**設問内容**
記事によると、19世紀後半のロシア正教聖歌では、どの古聖歌の旋律を生かした作品が作曲されましたか。

**記事**
━━━━━━━━━━━━━━━━━━━━━━━━━━━━━━

日本の合唱界において、正教会聖歌で一番有名なのは、ラフマニノフの《徹夜祷》ではないかと思います。《晩祷》と言う名称でも知られているこの曲は大変すばらしい作品ですが、15章からなる大曲で、声部の分割も多いため、演奏会で取り上げるには少々勇気が必要な楽曲です。そのため、正教会聖歌は難しくてできない、という印象を持たれている方も少なくないと思います。

でも、西方教会のラテン語の聖歌に長大なミサ曲だけでなく多くの小品があるように、正教会の聖歌にも、小編成でも歌えて楽譜も数ページ程度の、たくさんの魅力的な作品が存在します。これらは、東方正教会の古い聖歌の独特の旋律と、近代の音楽性が融合した、大変魅力的な作品です。それにも関わらず、日本の合唱界であまり歌われていないのを常々残念に思っていたため、このWebサイトでご紹介していこうと考えました。

正教会聖歌で耳にする機会が多いのは、やはりロシア正教聖歌です。特に18世紀にはイタリア音楽の影響を強く受けて、華やかで技巧的な多声音楽が多く生み出されました。時代が進んで19世紀後半になると、今度は土地の伝統に回帰する流れが生まれ、古聖歌であるズナメニ聖歌やキエフ聖歌の旋律を生かした作品が作曲されています。

楽譜の紹介と配布

正教会聖歌が日本であまり歌われていいない要因のひとつに、楽譜が手に入りにくいということがあると思います。そこでこのサイトでは、曲の紹介とともに、手に入りやすい楽譜を紹介しています。

━━━━━━━━━━━━━━━━━━━━━━━━━━━━━━

**提供データ**
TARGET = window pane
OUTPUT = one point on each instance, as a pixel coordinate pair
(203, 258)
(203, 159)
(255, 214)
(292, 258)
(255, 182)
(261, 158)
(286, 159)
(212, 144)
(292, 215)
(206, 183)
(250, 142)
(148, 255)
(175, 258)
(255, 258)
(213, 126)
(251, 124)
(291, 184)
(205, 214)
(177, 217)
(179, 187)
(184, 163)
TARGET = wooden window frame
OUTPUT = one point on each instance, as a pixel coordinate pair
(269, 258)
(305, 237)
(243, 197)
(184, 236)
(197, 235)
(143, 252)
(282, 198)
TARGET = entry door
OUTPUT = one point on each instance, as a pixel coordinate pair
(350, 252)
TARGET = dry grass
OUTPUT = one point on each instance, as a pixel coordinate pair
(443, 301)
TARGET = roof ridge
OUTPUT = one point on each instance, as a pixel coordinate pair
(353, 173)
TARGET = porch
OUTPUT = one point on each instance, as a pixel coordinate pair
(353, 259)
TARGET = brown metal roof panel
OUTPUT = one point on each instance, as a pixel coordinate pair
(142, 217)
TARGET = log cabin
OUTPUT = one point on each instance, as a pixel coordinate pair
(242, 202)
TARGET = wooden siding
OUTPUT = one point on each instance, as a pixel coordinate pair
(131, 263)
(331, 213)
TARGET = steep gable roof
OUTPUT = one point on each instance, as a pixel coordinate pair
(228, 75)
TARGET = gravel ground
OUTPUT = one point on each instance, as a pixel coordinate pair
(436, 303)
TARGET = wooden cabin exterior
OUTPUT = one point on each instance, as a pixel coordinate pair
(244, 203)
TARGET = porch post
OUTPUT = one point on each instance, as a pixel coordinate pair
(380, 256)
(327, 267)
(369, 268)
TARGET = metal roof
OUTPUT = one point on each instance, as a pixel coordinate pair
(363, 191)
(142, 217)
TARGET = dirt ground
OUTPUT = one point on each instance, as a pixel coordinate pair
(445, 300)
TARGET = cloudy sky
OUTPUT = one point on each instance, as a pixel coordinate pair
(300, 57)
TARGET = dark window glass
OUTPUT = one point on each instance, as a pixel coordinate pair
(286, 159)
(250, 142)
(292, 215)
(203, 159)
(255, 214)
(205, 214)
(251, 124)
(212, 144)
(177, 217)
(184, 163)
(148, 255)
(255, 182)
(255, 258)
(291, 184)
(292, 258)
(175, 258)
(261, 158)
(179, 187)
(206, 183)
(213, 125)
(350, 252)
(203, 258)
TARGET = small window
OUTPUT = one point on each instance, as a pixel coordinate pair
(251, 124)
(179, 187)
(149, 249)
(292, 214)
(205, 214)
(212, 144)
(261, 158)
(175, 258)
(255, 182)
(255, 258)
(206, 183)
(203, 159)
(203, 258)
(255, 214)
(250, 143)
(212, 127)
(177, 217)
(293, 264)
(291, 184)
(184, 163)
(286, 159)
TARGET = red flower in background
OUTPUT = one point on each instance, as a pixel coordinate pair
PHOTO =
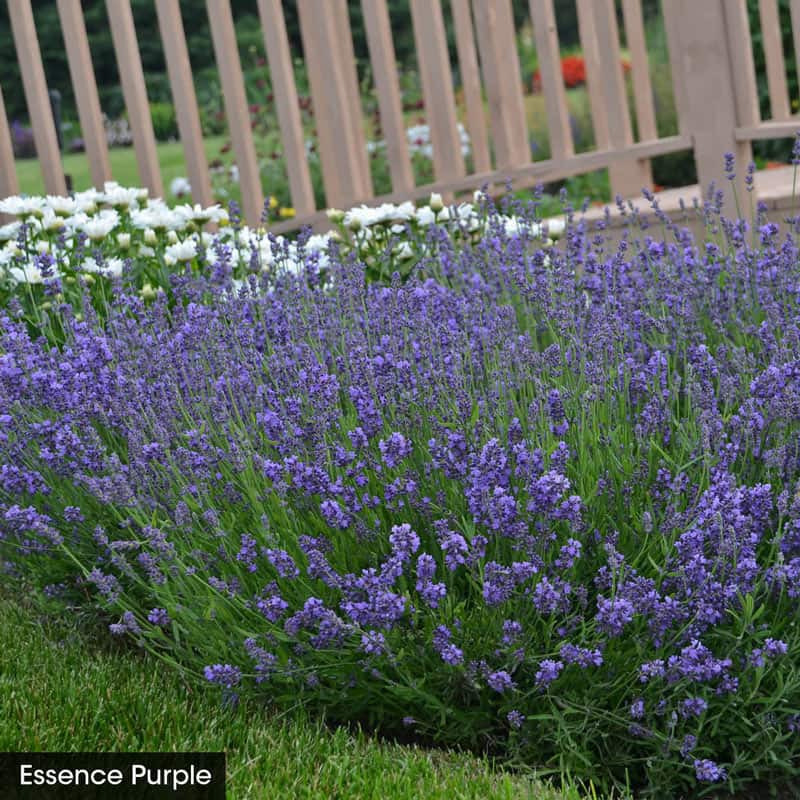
(573, 68)
(573, 71)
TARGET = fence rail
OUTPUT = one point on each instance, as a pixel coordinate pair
(711, 63)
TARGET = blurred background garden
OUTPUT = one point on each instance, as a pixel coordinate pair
(677, 169)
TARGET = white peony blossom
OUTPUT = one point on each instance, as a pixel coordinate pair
(22, 206)
(182, 251)
(180, 187)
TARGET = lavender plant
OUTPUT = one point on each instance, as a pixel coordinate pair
(543, 502)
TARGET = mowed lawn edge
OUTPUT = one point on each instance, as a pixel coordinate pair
(63, 688)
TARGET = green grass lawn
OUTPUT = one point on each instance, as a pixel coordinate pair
(123, 166)
(170, 155)
(63, 688)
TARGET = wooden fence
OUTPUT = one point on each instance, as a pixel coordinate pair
(711, 65)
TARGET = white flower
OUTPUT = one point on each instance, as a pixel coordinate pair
(404, 251)
(9, 253)
(116, 195)
(99, 226)
(196, 213)
(63, 206)
(425, 216)
(555, 227)
(9, 231)
(88, 200)
(179, 187)
(26, 274)
(182, 251)
(22, 206)
(51, 221)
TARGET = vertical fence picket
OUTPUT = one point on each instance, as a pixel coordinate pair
(284, 90)
(36, 96)
(610, 101)
(384, 67)
(347, 58)
(184, 98)
(708, 62)
(640, 66)
(677, 72)
(794, 8)
(555, 96)
(8, 173)
(123, 35)
(471, 85)
(773, 53)
(85, 87)
(594, 80)
(494, 24)
(342, 174)
(737, 42)
(437, 85)
(237, 111)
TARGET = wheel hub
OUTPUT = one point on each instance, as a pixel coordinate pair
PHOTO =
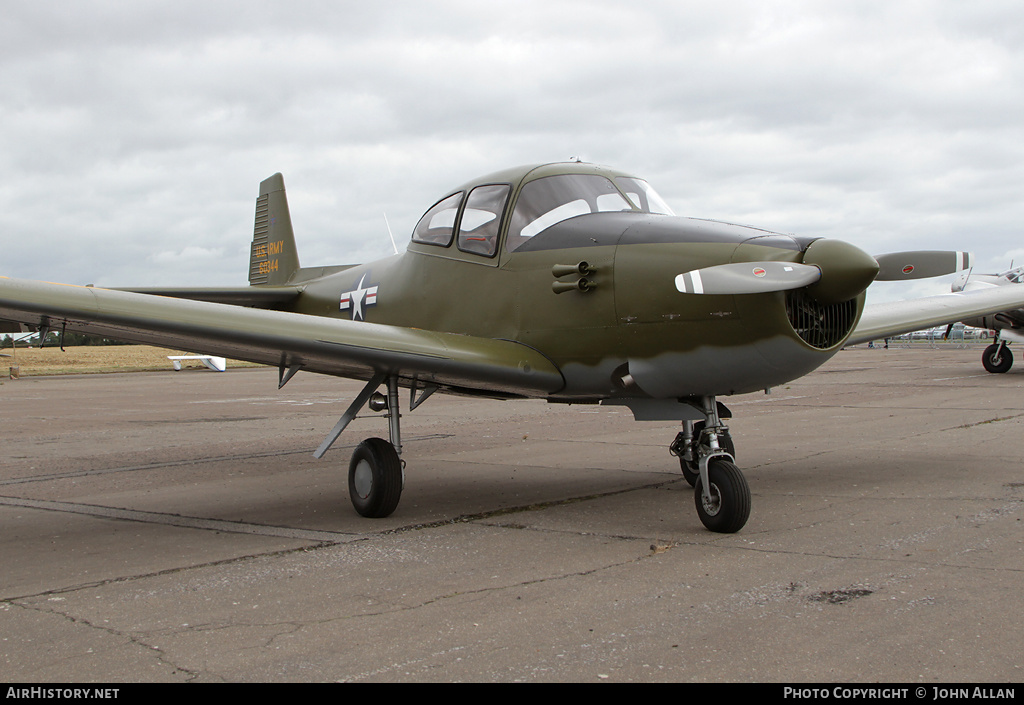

━━━━━━━━━━━━━━━━━━━━━━━━━━━━━━

**記述解答**
ズナメニ聖歌とキエフ聖歌の旋律です。